## Task to carry out
Copy the lines of the records below word for word, from the line containing "As a warehouse robot's perception module, locate granite" through the end of the records.

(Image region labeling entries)
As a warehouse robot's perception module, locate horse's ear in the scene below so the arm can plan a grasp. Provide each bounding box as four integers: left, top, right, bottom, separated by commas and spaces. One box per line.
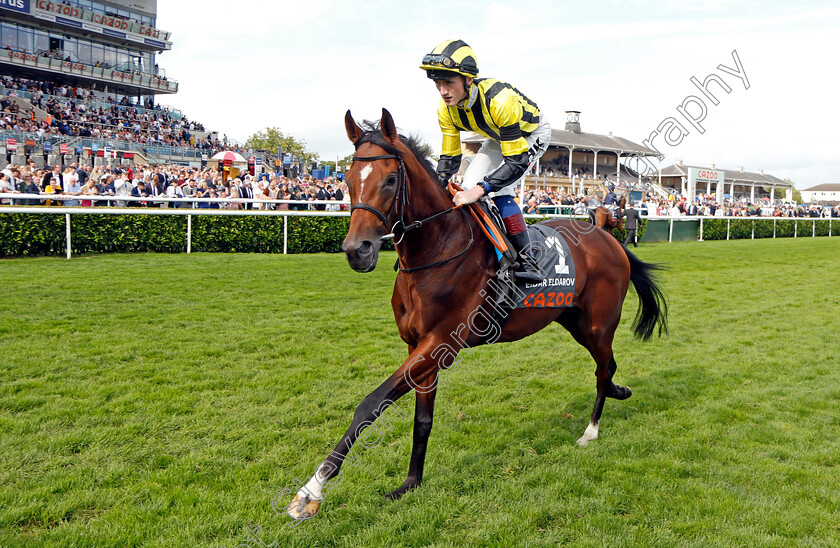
379, 108, 399, 143
344, 110, 365, 145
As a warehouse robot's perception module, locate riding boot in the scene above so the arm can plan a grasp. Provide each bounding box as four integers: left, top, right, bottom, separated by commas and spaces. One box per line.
508, 230, 544, 284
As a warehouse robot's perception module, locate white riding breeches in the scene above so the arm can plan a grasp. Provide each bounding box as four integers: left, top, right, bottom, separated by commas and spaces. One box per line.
461, 116, 551, 196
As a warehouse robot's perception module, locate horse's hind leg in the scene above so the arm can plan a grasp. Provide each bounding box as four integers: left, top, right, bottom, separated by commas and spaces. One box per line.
559, 313, 632, 445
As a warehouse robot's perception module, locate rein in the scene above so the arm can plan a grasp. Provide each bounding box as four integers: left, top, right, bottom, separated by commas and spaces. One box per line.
350, 154, 475, 273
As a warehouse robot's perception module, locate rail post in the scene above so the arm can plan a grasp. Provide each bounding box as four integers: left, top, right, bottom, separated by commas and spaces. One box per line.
283, 215, 289, 255
64, 213, 72, 259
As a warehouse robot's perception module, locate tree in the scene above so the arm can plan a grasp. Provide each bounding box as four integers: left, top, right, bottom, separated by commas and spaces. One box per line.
245, 126, 318, 165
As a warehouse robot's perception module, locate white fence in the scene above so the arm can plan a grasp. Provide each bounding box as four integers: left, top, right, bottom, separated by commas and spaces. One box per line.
0, 193, 833, 259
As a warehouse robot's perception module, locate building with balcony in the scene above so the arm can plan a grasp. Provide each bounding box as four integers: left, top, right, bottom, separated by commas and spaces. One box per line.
0, 0, 178, 104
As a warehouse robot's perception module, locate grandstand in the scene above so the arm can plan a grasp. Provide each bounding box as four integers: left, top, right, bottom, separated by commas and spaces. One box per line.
461, 110, 659, 194
0, 0, 237, 167
655, 161, 793, 204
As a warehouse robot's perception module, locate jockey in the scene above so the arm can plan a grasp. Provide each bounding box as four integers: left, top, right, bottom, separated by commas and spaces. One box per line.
420, 40, 551, 283
604, 183, 618, 218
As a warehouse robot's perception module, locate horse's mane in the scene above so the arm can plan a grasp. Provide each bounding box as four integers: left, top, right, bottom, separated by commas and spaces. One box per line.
356, 120, 440, 184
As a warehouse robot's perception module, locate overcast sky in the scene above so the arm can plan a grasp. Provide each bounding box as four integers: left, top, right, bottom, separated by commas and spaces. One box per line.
158, 0, 840, 189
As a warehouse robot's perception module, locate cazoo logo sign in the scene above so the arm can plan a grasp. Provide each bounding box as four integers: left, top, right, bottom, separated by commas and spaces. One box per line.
0, 0, 29, 13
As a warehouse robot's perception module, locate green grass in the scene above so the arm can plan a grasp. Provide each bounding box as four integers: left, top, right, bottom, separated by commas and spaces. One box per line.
0, 238, 840, 548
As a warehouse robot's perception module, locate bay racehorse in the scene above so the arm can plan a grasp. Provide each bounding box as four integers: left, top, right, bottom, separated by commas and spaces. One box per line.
286, 109, 667, 519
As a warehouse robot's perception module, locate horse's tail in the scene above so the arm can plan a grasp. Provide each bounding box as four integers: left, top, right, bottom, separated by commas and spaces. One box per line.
624, 248, 668, 341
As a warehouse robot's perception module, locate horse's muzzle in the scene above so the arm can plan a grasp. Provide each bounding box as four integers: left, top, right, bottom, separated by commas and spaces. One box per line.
341, 238, 381, 272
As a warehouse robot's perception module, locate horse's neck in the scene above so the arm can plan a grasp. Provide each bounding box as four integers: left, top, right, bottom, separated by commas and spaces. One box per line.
397, 163, 476, 266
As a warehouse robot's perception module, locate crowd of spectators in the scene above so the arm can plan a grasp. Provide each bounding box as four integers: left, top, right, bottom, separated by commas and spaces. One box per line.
0, 76, 236, 155
523, 183, 840, 218
0, 162, 350, 211
0, 160, 840, 218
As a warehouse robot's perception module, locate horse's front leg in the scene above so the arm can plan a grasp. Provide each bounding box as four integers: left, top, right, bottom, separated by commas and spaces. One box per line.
286, 339, 438, 519
385, 375, 437, 500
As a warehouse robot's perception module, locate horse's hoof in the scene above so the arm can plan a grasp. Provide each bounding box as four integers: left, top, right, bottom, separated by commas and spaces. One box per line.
577, 423, 598, 447
286, 493, 324, 519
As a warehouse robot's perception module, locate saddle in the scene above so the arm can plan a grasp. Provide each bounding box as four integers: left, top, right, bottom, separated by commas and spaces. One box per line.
447, 183, 575, 327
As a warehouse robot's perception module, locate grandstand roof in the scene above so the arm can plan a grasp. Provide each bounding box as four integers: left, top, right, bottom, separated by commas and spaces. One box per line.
661, 163, 793, 188
462, 111, 660, 157
803, 183, 840, 192
461, 129, 658, 156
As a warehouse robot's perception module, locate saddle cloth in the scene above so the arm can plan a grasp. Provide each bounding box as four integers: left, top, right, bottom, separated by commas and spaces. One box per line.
514, 224, 575, 308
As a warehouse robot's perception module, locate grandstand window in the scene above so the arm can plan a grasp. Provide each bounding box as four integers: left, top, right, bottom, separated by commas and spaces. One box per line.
33, 30, 50, 52
79, 43, 93, 64
0, 23, 18, 49
103, 46, 117, 66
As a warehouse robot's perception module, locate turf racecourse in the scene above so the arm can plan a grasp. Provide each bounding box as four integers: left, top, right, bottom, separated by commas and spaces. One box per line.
0, 238, 840, 548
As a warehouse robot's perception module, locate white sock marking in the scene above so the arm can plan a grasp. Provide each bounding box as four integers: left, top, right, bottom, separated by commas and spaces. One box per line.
578, 422, 598, 445
298, 467, 324, 499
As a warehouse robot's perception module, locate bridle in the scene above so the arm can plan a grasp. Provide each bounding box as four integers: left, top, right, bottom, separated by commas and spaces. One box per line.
350, 154, 474, 272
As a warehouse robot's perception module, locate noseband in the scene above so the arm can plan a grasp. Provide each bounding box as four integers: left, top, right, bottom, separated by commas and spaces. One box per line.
350, 154, 455, 245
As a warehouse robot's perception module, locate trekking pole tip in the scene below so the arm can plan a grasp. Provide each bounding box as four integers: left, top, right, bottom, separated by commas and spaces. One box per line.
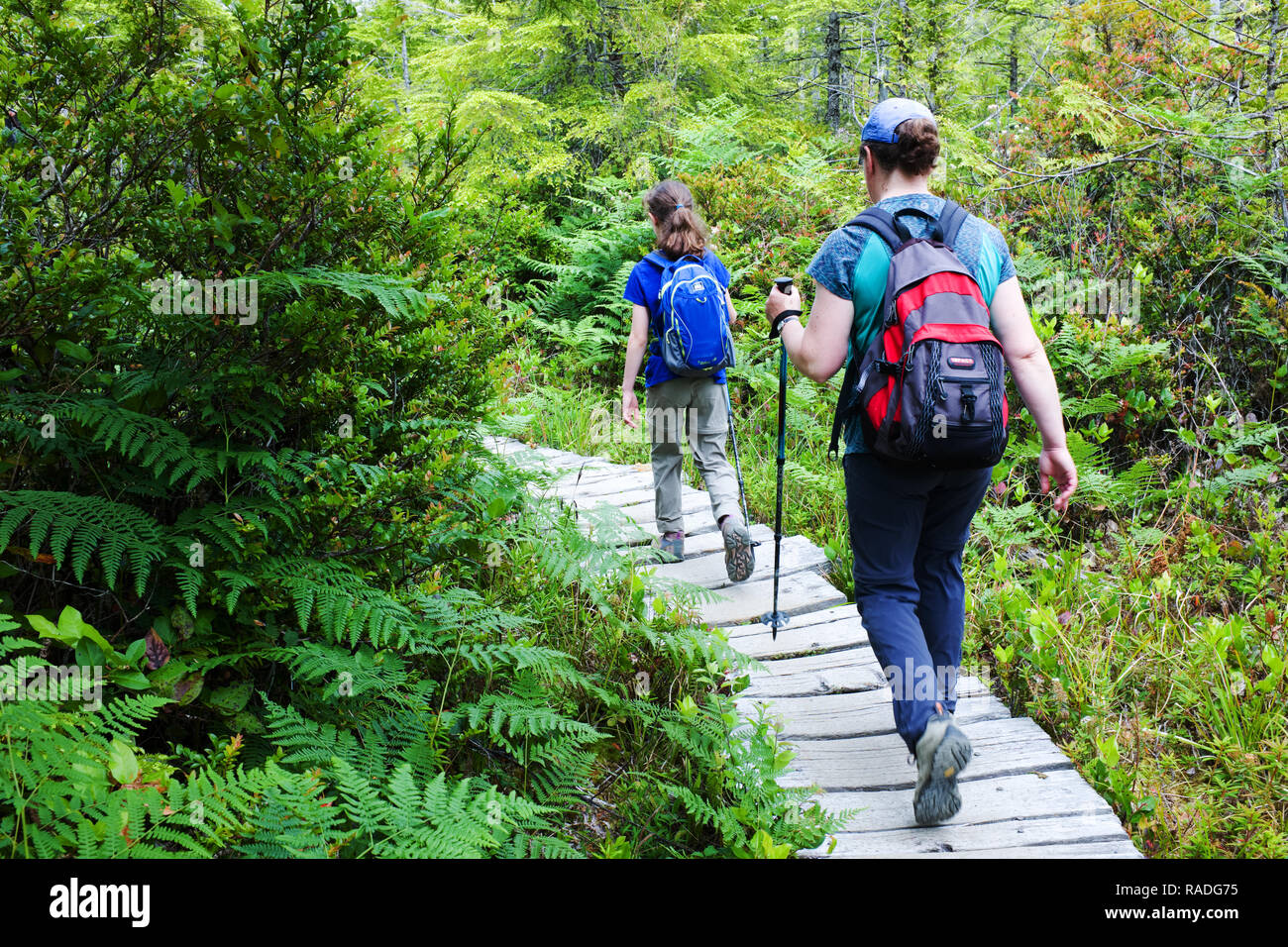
760, 612, 789, 633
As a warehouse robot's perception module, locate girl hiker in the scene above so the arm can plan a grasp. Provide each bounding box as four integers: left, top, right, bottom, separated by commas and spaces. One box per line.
765, 98, 1078, 824
622, 180, 756, 582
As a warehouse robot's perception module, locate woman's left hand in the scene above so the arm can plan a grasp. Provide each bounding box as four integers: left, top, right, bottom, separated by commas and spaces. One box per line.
622, 391, 640, 428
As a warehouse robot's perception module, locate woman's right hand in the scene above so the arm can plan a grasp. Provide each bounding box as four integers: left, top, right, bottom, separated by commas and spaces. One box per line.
1038, 447, 1078, 513
622, 391, 640, 428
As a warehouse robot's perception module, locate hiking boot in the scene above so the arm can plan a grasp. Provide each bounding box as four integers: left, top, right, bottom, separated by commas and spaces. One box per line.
912, 703, 971, 826
720, 514, 756, 582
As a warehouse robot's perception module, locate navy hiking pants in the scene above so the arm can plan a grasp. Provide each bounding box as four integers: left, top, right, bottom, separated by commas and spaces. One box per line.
844, 454, 992, 751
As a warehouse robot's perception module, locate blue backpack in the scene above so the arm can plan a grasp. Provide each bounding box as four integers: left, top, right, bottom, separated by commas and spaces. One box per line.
644, 250, 734, 377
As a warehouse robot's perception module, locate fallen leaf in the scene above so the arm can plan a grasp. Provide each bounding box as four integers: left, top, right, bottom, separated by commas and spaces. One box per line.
143, 627, 170, 672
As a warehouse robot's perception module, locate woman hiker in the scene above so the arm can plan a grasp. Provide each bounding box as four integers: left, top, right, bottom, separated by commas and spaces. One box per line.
765, 98, 1078, 824
622, 173, 756, 582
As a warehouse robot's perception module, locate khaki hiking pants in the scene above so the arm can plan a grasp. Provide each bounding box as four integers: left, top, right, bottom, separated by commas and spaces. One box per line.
645, 377, 742, 533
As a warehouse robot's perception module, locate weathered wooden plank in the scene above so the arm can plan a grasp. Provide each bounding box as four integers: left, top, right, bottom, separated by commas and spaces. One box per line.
548, 471, 653, 500
816, 768, 1117, 834
785, 717, 1073, 793
724, 600, 859, 638
703, 573, 845, 625
733, 675, 1010, 740
739, 648, 886, 698
654, 523, 774, 559
742, 663, 886, 698
726, 613, 868, 660
819, 814, 1130, 858
657, 528, 827, 592
621, 489, 715, 530
484, 438, 1140, 858
889, 841, 1143, 858
577, 483, 711, 519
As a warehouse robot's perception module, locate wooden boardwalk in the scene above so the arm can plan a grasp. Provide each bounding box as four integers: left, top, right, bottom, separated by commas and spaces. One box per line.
488, 438, 1141, 858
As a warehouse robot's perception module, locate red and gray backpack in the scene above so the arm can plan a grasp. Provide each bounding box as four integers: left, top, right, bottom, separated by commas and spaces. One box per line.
829, 200, 1009, 469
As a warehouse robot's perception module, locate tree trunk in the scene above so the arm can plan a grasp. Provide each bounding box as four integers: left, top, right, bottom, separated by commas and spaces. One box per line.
1008, 23, 1020, 115
824, 10, 841, 132
402, 30, 411, 91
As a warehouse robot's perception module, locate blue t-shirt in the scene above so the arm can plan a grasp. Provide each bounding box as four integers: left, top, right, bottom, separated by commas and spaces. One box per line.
805, 194, 1015, 454
622, 249, 729, 388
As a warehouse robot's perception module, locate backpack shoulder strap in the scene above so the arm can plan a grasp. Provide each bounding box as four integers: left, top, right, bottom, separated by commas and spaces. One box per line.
845, 207, 912, 254
934, 197, 970, 250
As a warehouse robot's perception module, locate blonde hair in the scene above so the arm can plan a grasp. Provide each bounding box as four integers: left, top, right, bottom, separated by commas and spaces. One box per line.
644, 177, 709, 259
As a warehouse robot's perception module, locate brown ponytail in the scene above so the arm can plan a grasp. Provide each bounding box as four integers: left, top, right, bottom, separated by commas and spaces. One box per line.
644, 179, 708, 261
863, 119, 939, 177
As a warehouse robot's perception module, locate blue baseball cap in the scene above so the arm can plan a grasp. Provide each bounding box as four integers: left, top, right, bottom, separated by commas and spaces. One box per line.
862, 98, 935, 142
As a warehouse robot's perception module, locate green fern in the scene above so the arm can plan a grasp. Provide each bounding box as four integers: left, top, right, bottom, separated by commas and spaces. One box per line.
0, 489, 171, 595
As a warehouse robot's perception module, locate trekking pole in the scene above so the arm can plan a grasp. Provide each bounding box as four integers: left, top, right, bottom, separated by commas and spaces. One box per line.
724, 377, 760, 546
760, 275, 793, 640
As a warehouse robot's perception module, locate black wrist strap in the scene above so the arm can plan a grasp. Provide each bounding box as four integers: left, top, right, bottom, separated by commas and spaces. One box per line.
769, 309, 802, 339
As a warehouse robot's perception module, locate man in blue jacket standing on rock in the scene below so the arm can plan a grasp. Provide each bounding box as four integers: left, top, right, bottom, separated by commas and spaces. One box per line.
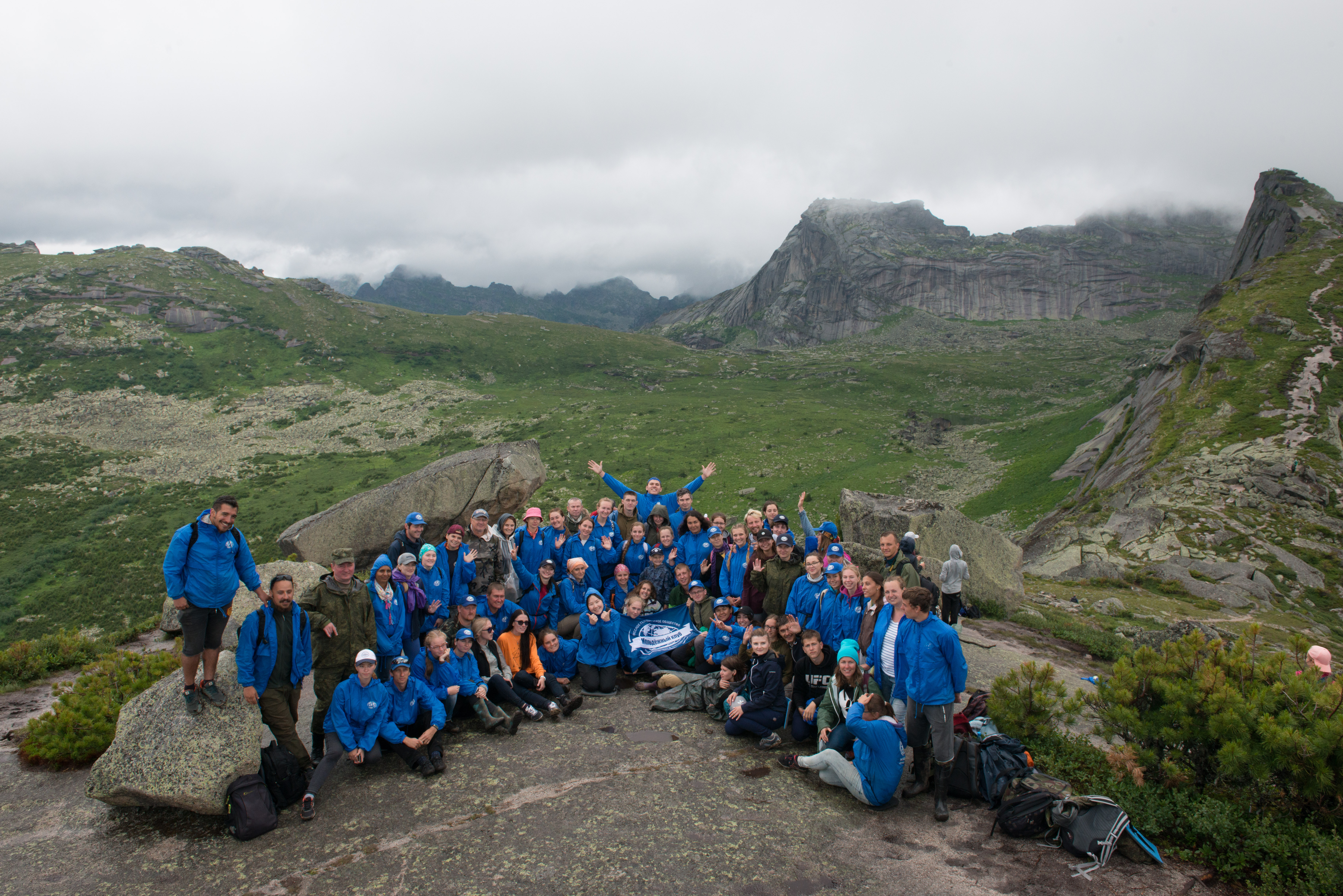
896, 588, 970, 821
238, 575, 313, 766
164, 494, 270, 715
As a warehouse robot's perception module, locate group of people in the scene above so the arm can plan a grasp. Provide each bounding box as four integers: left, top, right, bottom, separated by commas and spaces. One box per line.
164, 462, 968, 821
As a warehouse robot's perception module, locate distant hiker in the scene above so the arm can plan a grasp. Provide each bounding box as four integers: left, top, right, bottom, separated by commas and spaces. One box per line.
164, 494, 270, 715
377, 654, 447, 778
466, 509, 508, 594
298, 548, 377, 760
387, 512, 424, 572
236, 575, 313, 766
298, 650, 389, 821
937, 544, 970, 626
723, 631, 788, 750
588, 461, 717, 521
896, 588, 968, 821
779, 693, 905, 807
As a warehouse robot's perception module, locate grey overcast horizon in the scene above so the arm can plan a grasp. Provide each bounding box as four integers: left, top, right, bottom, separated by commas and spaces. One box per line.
0, 0, 1343, 296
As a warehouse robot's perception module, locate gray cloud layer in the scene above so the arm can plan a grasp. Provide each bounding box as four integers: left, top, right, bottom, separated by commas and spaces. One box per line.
0, 0, 1343, 296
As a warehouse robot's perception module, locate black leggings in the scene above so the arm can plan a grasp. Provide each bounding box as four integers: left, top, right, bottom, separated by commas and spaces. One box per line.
579, 662, 615, 693
489, 676, 551, 709
941, 591, 960, 626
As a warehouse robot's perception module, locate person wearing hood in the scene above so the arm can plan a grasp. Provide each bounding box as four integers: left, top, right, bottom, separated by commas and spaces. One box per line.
298, 548, 377, 762
817, 638, 881, 752
792, 629, 835, 743
514, 557, 557, 631
779, 693, 905, 809
377, 654, 447, 778
163, 494, 270, 715
896, 588, 968, 821
513, 508, 555, 578
751, 535, 800, 615
723, 630, 788, 750
937, 544, 970, 626
578, 588, 620, 697
298, 653, 391, 821
588, 461, 717, 521
235, 574, 313, 767
368, 553, 406, 681
392, 545, 432, 657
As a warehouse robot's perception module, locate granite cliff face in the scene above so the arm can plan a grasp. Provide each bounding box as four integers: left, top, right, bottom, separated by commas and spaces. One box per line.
655, 199, 1236, 348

## Task answer
As a warehouse robot's perception module, locate granite cliff face in the scene above so the arm can plan a grasp. Provide each bounding box as four integers: left, top, right, bottom, separated by commas and spaces. One box per line.
655, 199, 1236, 348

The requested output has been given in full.